A visit to the filling station

If you were educated in an Iowa school system in the 1950s you undoubtedly remember those little yellow dental cards. How could you forget?

Early in the school year we were given a dental card in need of our dentist’s signature confirming that our teeth were in good shape. Of course, that often meant that we needed some dental work first.

Our family struggled financially when I was a kid and there were some years when circumstances did not permit a visit to the dentist. However, we did get to the dentist when toothaches dictated.

When we did return the signed card to our teacher, she posted it in a conspicuous place along with the other dental cards which had been returned.

I hated those little yellow cards. Hated them with a passion. You see, when it comes to going to the dentist, I was a big baby.

Please don’t misunderstand — I don’t hate dentists. I have been a patient of some wonderful dentists. Some of the finest people I know are dentists and I’m grateful they have chosen their profession. The ultimate alternative to good dental care isn’t at all desirable. An excruciating toothache can make you actually look forward to a visit to the dentist.

I must admit that much of today’s dental care is virtually painless and I have become less of a big baby. And I’m grateful for my current dentist, Dr. Graham, who is intent on me keeping my teeth for the rest of my days.

Still, I’m apprehensive when a dental appointment rolls around. Always have been and probably always will be.

The first dentist I remember visiting was an older fellow whose University of Iowa dental college diploma was dated in the 19-teens. The drill in his office was of the old slow-speed vintage, complete with a series of belts powered by a small electric motor.

Dataset entries:
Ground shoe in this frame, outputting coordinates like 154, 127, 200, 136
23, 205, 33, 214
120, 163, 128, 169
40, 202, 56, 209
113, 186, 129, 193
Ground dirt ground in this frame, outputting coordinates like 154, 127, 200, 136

INSTRUCTIONS:
[1] Turn the paragraph of the dentist essay that begins "Please don't misunderstand" into a short list that keeps its main points.
[2] Pick up the dentist essay after its last sentence and keep writing it.
None of this data is needed.

TASK ANSWERS:
[1]
- The writer doesn't hate dentists and has been a patient of some wonderful ones.
- Some of the finest people the writer knows are dentists, and the writer is grateful they chose that work.
- The alternative to good dental care is not at all desirable.
- A very bad toothache can make you look forward to a visit to the dentist.

[2]
I learned early on that this dentist was a soft touch. All I had to do was moan a couple of times and he’d stuff some cloves-flavored material in the cavity and tell me to come back in a week or so. You know, I’m not sure if he ever did get any of my baby teeth filled.

My father explained that early in this dentist’s career a patient died in his chair. The patient supposedly died of natural causes but it sure made the dentist skittish.

After he retired, our family began seeing another dentist — a middle-aged gentleman with a big smile and a great sense of humor. He had only one shortcoming — he couldn’t get my jaw numb. He filled several of my teeth without the benefit of anesthesia.

By this time I was a teenager and getting to be rather tall. On one occasion he hit a nerve as he was drilling and I kicked out reflexively. On the paneled wall in front of the dentist’s chair my shoe left a black mark which remained as an agonizing reminder on subsequent visits.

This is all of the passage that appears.